Reading passage:
• • • • •

Officials identified the co-owner as Joe Vigilante.
Officials are still investigating the cause of the explosion. A second victim who survived the blast is in critical but stable condition.
More than 24 hours after an explosion at a gas station rocked a Bucks County community, the body of the co-owner killed in the blast has been recovered.
Crews first located the body of Joe Vigilante Wednesday afternoon. Hours later, they pulled his body out from underneath feet of concrete.
Vigilante was the co-owner of the Liberty Gas station where the explosion occurred as well as Vigilantes Enterprises, the attached auto shop. Bensalem Public Safety Director Fred Harran spoke to Vigilante's family.
"No one is as traumatized or hurt as much as his family," Harran said. "But they will pull through."
The blast happened in the area of an 8,000-gallon underground gasoline tank about 5 p.m. Tuesday, rocking the Liberty Gas station along the 1200 block of Bristol Pike, fire officials said.
"Just looking out over at the gas station I saw the giant ball of flame come up higher than the awning," one witness, Robert Smith, said. "Something went up in the air and came down about ten seconds later."
The tank is one of three underground storage tanks at the station. There is also another 8,000 gallon tank and a 12,000 gallon tank, according to records with the Pennsylvania Department of Environmental Protection. Vigilante was inside the vault trying to clean excess ground water out of the tank when the explosion occurred, according to Harran.
"A lot of police officers that were working and firefighters working on the scene knew him personally and it's very hard," Harran said.
The recovery of Vigilante's body was very dangerous to the many rescue workers from Bensalem and surrounding municipalities, Harran said.
First responders had spent 12 hours trying to make contact with Vigilante before calling off the rescue around 5 a.m. Wednesday due to dangerous fumes that threatened to ignite, firefighters said.
Another man, Frank Tomaselli, 63, was rescued and rushed to the burn unit at Jefferson University Hospital in Philadelphia. He was listed in critical but stable condition with burns over 45 percent of his body, Harran said.
Tomaselli's partner Shirley Coates told NBC10 he's not doing well.
"I'm worried he's going to die," she said.
Tomaselli worked at the gas station part-time, according to Coates. She described him as a fighter and is hoping he'll pull through.
"If he goes through the surgery, the burns get too bad, at his age he probably won't live through it," Coates said.
Officials continue to investigate the exact cause of the blast.

• • • • •

In the report on the gas station explosion, why did first responders call off the rescue around 5 a.m. Wednesday? Answer in one to three sentences.

• • • • •

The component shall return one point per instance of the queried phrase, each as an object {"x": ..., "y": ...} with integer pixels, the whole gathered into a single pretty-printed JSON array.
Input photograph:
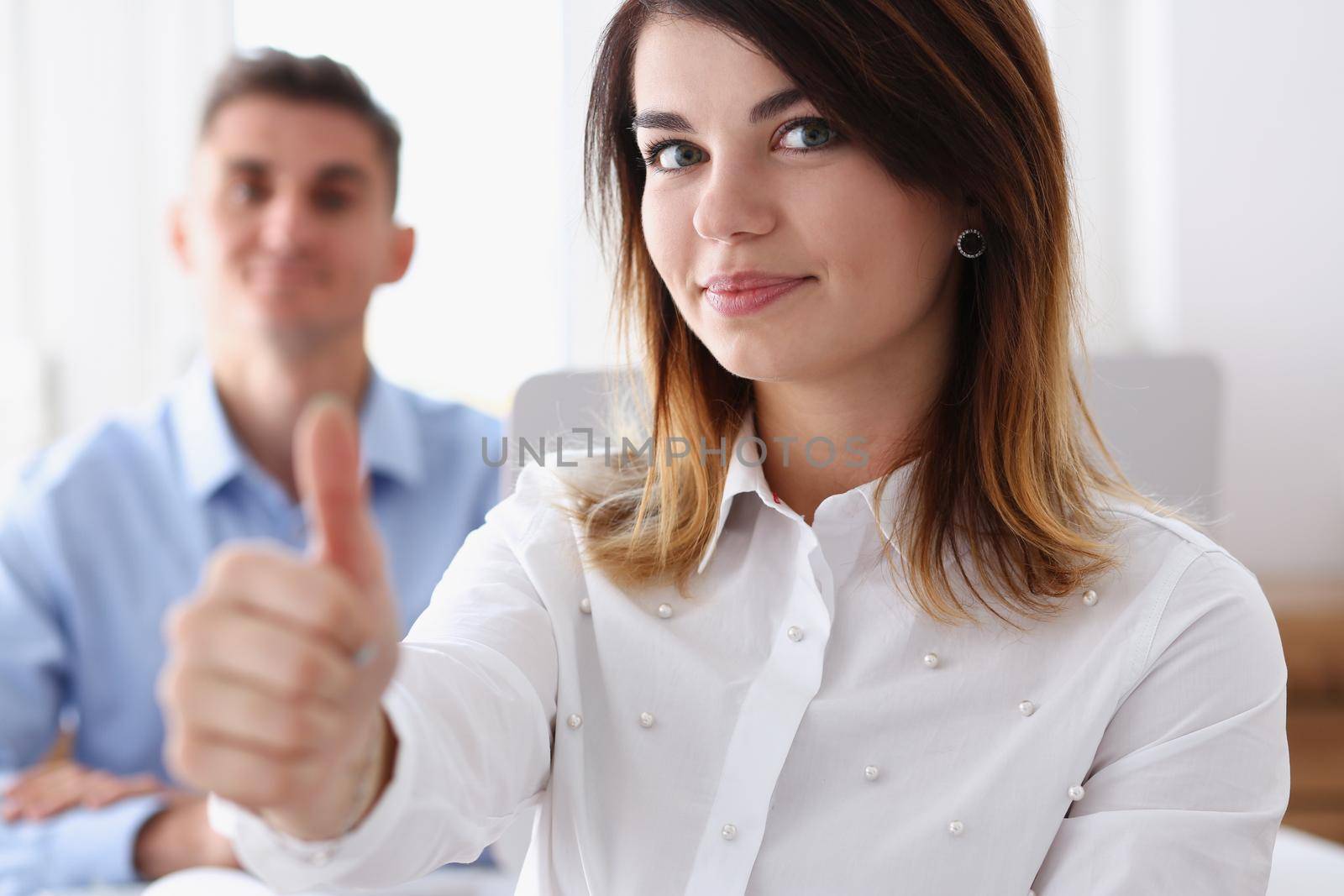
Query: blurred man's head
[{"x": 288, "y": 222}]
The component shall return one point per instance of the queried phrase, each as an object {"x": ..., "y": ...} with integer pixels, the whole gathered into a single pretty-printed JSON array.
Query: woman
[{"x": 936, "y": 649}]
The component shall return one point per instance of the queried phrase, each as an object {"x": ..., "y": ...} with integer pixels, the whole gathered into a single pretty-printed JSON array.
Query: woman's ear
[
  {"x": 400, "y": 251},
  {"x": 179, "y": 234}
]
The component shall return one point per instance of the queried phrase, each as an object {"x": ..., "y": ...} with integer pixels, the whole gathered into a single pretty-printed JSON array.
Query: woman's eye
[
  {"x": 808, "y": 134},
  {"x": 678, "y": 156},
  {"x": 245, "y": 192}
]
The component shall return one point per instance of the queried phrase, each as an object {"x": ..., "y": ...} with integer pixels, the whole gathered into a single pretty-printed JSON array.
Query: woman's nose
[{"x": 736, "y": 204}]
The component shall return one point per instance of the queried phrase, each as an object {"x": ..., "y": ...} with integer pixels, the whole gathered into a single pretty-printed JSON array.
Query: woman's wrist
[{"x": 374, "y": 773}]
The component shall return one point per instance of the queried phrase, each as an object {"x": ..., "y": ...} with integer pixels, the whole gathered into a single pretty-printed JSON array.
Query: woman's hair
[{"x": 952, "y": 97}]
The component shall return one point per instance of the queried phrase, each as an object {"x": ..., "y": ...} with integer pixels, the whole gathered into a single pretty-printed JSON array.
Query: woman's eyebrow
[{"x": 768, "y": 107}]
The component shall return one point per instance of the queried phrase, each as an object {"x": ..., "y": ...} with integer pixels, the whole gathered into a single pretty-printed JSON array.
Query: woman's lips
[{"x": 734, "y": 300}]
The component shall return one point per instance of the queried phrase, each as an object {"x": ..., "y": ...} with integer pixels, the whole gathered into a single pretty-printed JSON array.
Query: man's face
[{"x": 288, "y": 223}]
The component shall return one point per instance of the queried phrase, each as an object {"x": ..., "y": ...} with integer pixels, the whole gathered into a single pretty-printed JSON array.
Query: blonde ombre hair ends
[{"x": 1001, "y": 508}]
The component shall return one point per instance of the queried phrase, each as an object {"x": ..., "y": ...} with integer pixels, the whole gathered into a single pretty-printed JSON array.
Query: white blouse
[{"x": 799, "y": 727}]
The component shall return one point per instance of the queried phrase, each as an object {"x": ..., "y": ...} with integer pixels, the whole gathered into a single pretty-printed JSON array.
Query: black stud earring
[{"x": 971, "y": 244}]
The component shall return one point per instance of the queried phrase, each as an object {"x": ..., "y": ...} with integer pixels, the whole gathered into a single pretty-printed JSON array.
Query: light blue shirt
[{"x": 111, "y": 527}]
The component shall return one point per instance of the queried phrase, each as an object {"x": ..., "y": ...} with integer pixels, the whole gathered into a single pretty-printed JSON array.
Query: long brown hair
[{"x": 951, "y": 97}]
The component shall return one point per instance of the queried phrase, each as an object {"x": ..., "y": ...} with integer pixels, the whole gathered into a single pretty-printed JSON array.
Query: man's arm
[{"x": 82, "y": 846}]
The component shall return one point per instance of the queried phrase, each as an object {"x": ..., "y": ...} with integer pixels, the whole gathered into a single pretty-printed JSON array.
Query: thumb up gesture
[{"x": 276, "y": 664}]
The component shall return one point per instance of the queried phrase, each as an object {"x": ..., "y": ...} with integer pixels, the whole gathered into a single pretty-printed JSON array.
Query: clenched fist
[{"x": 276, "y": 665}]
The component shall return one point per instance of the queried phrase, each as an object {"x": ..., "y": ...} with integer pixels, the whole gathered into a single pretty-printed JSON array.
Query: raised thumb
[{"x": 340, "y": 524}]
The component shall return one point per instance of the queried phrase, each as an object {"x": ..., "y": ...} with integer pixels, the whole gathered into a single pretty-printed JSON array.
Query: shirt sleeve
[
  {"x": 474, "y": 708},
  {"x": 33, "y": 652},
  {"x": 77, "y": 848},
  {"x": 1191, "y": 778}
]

• • • • •

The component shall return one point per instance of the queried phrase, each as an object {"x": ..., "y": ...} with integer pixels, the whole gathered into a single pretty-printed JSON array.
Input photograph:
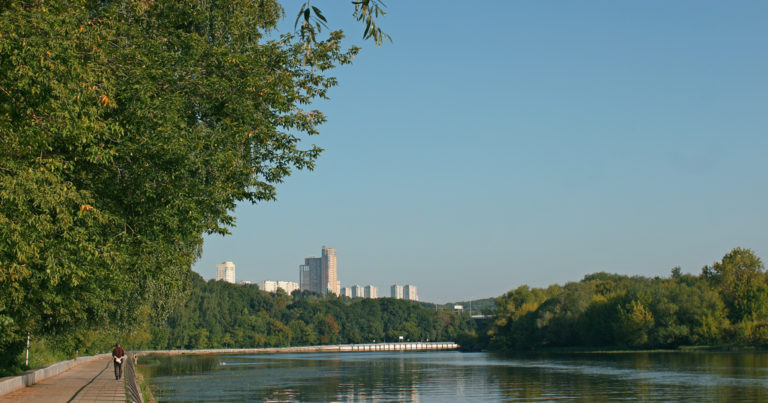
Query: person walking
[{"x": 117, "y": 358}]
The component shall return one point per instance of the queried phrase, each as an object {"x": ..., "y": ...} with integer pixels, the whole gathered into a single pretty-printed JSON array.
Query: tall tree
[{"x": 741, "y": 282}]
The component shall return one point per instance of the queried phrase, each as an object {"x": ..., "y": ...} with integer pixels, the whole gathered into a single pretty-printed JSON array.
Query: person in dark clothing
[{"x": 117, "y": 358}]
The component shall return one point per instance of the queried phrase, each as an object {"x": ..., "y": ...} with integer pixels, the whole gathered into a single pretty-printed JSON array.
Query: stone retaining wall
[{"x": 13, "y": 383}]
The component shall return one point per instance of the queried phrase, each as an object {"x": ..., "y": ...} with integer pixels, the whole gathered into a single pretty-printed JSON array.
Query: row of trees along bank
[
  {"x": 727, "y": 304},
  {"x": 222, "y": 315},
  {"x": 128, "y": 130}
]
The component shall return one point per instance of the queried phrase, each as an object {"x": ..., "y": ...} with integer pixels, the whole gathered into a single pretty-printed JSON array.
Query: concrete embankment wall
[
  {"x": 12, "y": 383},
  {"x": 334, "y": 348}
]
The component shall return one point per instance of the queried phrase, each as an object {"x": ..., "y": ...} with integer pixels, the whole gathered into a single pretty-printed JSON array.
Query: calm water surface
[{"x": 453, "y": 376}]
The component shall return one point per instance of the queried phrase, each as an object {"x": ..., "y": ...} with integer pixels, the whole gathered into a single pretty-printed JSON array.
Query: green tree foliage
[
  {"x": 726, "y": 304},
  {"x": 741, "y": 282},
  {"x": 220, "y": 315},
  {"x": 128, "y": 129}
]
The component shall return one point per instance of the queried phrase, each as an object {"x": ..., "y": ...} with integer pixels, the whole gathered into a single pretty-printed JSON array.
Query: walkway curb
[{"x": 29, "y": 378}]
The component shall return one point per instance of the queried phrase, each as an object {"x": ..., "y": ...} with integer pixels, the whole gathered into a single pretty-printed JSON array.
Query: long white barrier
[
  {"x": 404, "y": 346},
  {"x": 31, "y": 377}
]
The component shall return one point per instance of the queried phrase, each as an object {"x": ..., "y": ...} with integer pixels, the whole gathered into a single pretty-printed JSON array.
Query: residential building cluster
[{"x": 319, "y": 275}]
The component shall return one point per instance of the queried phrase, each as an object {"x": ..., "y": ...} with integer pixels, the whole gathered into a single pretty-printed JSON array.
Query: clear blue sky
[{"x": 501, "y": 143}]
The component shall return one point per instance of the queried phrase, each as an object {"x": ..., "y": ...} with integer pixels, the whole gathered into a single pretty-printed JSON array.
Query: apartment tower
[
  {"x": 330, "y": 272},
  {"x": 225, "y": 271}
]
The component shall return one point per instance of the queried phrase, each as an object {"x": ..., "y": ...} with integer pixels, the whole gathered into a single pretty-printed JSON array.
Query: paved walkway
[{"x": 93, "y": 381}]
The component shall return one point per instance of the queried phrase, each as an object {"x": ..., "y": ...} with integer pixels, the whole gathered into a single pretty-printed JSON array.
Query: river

• • • • •

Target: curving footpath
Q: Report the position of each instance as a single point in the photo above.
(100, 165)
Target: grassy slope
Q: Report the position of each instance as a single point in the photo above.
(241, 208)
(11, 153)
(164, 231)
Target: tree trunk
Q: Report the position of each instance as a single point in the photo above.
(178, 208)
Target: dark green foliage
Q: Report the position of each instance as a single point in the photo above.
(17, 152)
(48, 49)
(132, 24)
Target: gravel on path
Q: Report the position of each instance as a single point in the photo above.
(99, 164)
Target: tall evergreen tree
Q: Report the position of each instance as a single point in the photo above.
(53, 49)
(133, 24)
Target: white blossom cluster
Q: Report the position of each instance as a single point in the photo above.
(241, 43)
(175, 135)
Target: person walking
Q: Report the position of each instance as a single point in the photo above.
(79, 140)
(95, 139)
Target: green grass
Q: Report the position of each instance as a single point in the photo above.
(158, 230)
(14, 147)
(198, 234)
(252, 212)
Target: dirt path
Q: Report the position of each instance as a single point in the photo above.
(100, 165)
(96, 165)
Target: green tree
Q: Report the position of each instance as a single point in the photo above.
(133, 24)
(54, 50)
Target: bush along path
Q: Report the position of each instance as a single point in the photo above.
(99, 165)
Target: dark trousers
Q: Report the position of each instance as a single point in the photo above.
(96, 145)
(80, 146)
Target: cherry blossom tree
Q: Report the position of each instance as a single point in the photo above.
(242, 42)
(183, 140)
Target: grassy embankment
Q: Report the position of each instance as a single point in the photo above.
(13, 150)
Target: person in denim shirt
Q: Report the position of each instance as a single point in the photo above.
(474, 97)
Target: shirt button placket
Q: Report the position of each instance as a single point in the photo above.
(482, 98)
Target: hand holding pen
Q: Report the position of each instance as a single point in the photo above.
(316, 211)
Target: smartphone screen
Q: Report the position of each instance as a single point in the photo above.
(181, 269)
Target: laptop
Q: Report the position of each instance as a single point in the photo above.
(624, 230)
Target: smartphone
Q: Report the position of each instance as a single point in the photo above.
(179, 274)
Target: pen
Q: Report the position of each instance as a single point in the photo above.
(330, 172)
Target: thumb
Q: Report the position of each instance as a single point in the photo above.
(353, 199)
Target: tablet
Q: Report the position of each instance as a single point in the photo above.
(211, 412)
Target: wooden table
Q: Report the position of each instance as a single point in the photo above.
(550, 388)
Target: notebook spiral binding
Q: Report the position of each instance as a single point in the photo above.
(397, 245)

• • • • •

Answer to the problem: They called off the rescue because of dangerous fumes that threatened to ignite. By then they had spent 12 hours trying to make contact with Vigilante.